■ **Record extracts**
[Start of Attachment]
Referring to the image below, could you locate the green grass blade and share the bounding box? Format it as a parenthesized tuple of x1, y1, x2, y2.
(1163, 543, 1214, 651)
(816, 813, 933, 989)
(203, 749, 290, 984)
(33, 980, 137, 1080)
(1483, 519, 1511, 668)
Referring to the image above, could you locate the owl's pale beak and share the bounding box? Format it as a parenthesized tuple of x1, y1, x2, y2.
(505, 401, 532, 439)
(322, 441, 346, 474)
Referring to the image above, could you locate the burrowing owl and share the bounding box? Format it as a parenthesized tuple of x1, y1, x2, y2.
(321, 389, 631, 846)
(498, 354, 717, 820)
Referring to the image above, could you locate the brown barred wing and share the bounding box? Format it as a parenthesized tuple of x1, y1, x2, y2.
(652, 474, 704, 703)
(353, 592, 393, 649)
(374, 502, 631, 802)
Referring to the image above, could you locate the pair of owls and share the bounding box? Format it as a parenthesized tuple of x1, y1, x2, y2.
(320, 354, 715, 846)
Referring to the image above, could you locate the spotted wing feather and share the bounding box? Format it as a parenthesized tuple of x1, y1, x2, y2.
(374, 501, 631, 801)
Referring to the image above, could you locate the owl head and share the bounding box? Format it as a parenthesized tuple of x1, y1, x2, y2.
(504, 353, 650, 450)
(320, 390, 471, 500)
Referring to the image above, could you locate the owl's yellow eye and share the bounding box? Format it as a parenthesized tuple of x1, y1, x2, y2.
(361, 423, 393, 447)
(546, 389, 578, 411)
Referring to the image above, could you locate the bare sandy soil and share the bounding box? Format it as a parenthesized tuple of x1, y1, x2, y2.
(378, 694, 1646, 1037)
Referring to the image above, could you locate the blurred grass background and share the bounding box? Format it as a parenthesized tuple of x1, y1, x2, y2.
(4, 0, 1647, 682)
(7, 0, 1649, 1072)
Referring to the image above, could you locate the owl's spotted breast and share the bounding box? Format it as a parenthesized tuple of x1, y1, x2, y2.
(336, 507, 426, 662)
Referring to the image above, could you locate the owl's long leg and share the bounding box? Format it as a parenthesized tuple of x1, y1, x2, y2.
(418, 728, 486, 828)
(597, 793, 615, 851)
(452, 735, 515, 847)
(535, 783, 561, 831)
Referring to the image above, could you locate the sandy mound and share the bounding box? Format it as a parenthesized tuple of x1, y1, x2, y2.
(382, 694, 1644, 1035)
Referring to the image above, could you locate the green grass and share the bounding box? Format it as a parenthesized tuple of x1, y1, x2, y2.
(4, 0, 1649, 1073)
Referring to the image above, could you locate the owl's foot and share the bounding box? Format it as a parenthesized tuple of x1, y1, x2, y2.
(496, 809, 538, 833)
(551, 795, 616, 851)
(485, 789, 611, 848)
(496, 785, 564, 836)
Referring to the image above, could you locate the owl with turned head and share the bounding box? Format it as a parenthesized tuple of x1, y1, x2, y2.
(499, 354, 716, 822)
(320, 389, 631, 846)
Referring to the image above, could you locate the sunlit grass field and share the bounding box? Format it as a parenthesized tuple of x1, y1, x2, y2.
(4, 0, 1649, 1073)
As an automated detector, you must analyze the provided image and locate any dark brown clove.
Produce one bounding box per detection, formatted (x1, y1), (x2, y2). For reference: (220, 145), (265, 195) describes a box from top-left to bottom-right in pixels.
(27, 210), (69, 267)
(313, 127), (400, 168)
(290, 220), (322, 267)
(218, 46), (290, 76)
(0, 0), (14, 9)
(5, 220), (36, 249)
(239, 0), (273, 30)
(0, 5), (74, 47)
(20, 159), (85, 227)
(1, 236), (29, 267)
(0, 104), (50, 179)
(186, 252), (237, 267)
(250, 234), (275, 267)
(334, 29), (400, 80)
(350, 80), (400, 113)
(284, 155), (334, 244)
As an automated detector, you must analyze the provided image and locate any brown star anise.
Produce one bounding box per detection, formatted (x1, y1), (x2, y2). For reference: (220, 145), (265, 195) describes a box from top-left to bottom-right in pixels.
[End of Attachment]
■ **Brief**
Retype the entries above exactly, but only from the line containing "Referring to the image above, could you locate the owl with" through the line containing "dark brown clove.", both included.

■ **Answer to this problem**
Referring to the image above, could you locate the owl with turned head and share the bounding box? Format it as a parenthesized tuple of x1, y1, x2, y2.
(499, 354, 716, 822)
(320, 389, 631, 846)
Referring to the image above, could you locate the sunlit grass field and share the bounding box? Format it as a parenthesized tuple of x1, y1, x2, y2.
(4, 0, 1649, 1073)
As an automated detector, you must analyze the provided image and locate any dark brown clove.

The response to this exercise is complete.